### Description of the task
Write out again only the lines running from the one that contains "Warehouse picking: mark the nose" to the end of the records below, including both the first and the last.

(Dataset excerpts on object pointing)
···

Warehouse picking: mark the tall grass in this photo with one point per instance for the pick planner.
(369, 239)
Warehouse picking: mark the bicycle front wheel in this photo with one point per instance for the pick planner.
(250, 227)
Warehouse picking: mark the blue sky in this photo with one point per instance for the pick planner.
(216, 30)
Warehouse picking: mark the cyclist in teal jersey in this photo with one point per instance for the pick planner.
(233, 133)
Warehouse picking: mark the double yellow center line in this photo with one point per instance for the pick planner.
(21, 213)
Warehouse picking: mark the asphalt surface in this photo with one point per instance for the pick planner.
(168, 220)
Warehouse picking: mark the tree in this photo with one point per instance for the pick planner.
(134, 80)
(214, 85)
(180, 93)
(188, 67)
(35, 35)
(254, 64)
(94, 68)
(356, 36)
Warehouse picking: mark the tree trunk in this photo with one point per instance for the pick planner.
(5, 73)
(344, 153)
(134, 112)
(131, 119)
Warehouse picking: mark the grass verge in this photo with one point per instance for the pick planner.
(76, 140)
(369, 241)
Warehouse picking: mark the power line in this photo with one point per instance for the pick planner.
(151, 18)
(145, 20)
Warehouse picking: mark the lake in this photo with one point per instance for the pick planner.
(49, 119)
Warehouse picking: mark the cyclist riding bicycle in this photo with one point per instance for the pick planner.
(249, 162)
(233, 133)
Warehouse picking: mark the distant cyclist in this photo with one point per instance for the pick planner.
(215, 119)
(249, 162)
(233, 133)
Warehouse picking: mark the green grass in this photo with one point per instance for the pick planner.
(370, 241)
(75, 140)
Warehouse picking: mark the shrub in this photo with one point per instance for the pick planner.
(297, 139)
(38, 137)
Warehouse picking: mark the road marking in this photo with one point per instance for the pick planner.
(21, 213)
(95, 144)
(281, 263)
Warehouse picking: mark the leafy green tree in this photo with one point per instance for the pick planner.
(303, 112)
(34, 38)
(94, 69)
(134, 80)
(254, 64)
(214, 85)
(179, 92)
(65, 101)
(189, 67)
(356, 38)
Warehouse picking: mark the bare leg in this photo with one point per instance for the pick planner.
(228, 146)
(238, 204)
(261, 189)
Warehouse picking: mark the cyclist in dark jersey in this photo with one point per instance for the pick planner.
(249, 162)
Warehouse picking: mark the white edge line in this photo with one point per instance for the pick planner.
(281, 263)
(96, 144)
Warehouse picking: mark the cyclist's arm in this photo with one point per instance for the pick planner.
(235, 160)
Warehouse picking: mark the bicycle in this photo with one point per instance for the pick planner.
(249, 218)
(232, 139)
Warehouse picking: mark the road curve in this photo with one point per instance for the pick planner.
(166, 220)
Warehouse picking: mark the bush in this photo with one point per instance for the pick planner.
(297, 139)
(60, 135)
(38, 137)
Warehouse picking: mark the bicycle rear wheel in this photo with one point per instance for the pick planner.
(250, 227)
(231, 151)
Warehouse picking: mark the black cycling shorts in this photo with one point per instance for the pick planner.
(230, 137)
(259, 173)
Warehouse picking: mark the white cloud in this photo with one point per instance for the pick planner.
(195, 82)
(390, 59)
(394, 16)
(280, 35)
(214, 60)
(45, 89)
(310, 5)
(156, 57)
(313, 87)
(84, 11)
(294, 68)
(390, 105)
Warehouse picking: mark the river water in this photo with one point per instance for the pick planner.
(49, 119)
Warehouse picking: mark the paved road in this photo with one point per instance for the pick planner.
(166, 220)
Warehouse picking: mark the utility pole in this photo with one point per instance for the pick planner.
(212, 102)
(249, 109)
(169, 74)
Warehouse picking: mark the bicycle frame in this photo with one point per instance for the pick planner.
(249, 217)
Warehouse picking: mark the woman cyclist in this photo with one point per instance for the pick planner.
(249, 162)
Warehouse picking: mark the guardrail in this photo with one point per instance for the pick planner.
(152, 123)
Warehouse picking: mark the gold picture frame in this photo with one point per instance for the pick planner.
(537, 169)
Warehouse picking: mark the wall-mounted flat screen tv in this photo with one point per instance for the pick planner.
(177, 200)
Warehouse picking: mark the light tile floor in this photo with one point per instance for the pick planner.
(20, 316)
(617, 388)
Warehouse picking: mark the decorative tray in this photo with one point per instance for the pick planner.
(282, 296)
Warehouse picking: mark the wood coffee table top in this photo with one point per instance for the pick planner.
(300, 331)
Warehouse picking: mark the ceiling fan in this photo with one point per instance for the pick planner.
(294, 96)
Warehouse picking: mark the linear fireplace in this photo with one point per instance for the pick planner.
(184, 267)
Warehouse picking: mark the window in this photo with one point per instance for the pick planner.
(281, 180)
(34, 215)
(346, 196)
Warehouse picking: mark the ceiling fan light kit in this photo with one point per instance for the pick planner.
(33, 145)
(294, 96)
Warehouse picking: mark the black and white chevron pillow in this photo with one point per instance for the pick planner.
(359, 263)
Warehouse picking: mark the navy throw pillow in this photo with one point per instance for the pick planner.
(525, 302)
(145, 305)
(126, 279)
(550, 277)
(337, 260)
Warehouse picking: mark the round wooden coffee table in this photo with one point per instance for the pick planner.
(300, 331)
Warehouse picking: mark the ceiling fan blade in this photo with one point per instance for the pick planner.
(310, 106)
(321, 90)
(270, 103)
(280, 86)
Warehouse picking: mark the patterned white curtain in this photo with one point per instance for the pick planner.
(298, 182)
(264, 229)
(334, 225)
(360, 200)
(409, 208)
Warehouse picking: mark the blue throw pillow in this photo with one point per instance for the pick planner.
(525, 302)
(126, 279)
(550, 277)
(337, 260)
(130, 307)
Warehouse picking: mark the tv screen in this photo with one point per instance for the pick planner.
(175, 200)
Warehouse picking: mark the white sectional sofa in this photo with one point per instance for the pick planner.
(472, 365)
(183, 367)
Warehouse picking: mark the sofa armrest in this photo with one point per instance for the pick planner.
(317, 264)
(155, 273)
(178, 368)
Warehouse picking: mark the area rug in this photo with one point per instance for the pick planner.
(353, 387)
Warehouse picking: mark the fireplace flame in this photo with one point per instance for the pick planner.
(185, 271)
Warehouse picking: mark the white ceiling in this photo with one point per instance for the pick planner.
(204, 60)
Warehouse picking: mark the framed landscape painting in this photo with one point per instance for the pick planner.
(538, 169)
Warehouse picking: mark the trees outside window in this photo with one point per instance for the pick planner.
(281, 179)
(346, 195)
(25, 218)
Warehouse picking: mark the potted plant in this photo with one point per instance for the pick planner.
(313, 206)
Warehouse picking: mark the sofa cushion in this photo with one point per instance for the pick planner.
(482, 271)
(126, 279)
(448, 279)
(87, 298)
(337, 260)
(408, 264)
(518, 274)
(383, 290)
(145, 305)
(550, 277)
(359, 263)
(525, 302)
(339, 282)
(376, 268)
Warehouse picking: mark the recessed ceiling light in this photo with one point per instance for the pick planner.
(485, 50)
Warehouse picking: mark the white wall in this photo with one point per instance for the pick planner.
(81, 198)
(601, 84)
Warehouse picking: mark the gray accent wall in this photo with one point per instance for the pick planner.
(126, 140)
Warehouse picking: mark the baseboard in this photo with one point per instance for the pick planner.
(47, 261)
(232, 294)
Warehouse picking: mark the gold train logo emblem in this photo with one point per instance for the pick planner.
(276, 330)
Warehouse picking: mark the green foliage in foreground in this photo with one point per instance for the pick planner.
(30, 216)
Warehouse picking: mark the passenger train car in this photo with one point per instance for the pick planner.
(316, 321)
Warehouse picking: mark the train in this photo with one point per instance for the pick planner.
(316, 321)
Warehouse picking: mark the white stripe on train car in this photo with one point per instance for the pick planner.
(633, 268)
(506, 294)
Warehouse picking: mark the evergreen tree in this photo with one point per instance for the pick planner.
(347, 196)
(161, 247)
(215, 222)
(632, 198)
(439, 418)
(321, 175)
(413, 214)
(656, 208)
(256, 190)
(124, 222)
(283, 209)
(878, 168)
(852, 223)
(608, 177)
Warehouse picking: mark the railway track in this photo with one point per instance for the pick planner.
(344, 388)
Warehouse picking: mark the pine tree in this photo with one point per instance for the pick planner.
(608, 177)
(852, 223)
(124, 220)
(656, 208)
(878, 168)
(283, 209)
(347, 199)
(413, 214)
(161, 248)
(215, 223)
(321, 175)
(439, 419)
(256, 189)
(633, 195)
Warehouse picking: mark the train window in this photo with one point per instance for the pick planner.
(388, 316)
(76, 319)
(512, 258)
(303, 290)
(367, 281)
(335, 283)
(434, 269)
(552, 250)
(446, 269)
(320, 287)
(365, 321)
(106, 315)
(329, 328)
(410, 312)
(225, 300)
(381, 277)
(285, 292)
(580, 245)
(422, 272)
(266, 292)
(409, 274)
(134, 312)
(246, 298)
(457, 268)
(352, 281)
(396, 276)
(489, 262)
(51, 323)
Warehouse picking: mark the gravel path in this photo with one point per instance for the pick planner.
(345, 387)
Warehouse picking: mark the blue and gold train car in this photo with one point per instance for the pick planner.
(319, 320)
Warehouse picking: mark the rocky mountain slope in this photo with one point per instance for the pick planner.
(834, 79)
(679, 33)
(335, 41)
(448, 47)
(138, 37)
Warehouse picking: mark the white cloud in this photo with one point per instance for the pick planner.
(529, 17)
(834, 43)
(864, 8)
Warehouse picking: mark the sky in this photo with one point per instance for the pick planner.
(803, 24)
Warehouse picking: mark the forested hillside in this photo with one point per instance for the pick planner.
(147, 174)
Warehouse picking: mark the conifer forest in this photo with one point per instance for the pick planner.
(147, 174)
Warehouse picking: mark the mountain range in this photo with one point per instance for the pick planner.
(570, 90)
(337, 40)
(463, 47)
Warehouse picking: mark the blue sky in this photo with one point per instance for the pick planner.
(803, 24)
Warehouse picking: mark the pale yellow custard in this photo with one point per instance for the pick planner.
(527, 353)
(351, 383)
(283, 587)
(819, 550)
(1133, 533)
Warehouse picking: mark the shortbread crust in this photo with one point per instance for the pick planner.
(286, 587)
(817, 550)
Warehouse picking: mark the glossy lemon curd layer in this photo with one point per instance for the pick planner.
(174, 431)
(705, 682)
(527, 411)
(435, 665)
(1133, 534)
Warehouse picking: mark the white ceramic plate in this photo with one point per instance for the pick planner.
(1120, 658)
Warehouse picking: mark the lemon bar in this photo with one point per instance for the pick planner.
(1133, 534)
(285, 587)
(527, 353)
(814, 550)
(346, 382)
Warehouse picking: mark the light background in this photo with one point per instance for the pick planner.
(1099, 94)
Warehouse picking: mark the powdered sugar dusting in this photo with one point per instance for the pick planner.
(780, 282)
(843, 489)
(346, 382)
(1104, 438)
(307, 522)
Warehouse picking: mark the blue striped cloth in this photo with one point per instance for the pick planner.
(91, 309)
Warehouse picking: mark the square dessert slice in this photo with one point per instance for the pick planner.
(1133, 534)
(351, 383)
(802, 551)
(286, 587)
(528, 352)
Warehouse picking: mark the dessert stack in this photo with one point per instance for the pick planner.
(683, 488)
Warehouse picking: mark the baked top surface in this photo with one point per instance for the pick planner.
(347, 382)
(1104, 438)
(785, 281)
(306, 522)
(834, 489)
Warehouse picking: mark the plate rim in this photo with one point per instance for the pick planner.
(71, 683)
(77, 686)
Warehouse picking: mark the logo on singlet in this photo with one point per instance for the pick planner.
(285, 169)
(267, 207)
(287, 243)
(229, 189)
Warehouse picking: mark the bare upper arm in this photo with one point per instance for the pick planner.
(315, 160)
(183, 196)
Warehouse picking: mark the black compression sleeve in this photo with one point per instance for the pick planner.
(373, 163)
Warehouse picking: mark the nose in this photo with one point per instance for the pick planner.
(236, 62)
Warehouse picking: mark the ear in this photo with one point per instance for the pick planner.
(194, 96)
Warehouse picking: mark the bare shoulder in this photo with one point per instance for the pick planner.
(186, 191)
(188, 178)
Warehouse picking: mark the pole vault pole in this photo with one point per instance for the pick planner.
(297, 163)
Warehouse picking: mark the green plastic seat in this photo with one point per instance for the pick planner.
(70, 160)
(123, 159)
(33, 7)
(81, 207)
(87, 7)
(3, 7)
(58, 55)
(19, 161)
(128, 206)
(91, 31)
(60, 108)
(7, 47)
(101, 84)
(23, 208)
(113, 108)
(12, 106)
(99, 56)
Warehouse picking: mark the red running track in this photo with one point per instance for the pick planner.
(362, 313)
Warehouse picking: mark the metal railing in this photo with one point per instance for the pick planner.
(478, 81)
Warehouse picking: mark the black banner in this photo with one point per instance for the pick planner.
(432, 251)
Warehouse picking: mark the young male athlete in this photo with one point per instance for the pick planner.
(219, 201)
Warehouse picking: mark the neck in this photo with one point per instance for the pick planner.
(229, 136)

···

### Answer for the task
Warehouse picking: mark the nose in this photo with one point per instance for the pick planner.
(236, 62)
Warehouse picking: mark the ear in this photo with one point per instance for the pick planner.
(194, 96)
Warehouse picking: mark the bare shoulder in this photo with one point per instance for the pick planner.
(186, 191)
(188, 178)
Warehouse picking: mark the pole vault pole in this photo with one point per instance for the pick planner.
(297, 163)
Warehouse picking: mark the green plastic seat in this photo with one point per instance for the pick planner.
(70, 160)
(123, 159)
(33, 7)
(81, 207)
(87, 7)
(3, 7)
(58, 55)
(19, 161)
(128, 206)
(91, 31)
(60, 108)
(7, 47)
(101, 84)
(23, 208)
(113, 108)
(12, 106)
(99, 56)
Warehouse picking: mark the red running track in this photo with one point per instance for the pick planner.
(362, 313)
Warehouse picking: mark the metal railing in this photo with one point per instance for the pick planner.
(478, 81)
Warehouse picking: mark the black banner in this photo with one point per instance for the pick planner.
(432, 251)
Warehouse picking: mark the young male athlete in this photo with one point per instance for the pick planner.
(219, 201)
Warehouse picking: mark the neck in this photo with one point per instance for the pick planner.
(229, 136)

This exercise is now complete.